Your instructions
Please pick out every line in the rows below that contains the word "bowl", and copy each of those lines unchanged.

↓

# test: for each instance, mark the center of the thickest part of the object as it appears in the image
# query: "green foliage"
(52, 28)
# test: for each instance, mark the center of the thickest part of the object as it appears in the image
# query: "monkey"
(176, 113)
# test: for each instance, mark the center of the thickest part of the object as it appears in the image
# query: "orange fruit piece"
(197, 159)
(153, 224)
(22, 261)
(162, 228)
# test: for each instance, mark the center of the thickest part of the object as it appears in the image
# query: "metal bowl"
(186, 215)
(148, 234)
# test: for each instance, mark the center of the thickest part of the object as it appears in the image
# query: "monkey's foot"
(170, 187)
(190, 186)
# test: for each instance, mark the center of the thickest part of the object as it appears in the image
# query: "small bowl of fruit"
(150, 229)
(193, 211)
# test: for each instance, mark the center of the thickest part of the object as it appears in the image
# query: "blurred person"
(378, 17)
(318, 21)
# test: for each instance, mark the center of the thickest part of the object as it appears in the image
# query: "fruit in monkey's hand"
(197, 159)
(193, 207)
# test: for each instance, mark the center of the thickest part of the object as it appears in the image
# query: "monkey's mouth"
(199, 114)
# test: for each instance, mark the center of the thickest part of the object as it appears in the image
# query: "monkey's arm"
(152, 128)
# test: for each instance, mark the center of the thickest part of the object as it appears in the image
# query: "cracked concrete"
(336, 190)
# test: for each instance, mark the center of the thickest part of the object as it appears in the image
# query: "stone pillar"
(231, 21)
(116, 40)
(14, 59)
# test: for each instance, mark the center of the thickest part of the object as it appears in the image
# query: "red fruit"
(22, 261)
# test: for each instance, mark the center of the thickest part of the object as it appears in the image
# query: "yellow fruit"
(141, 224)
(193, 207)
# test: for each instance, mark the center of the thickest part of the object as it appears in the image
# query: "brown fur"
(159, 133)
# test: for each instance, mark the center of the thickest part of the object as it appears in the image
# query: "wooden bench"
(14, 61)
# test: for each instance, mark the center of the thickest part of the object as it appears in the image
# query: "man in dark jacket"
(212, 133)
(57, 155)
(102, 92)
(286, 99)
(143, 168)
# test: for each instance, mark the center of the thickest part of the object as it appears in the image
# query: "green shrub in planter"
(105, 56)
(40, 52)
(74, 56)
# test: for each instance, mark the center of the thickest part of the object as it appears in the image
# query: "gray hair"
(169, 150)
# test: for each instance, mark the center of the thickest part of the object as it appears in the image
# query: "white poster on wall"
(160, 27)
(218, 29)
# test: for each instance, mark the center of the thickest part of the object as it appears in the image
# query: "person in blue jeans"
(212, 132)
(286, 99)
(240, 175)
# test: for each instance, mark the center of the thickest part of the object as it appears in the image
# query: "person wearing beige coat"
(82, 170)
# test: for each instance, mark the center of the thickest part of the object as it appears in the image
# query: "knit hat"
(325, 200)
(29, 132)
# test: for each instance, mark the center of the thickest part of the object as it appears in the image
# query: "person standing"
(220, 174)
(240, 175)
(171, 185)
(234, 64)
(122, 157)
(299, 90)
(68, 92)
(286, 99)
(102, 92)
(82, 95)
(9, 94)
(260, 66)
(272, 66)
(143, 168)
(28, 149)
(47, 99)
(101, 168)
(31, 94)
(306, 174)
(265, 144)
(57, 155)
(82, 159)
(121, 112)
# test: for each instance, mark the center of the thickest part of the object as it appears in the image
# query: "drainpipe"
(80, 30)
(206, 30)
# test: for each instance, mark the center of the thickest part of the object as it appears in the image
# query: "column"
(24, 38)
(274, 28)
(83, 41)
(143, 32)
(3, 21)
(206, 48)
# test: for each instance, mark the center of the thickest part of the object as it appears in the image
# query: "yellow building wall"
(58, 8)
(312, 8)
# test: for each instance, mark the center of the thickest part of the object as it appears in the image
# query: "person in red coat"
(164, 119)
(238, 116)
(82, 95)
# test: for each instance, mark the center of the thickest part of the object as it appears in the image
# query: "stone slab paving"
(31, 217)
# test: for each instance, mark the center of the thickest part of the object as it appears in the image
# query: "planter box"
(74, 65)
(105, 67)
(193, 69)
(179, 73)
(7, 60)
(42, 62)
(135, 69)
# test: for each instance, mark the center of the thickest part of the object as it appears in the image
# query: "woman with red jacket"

↑

Correct output
# query: "metal bowl"
# query: "small bowl of fruit"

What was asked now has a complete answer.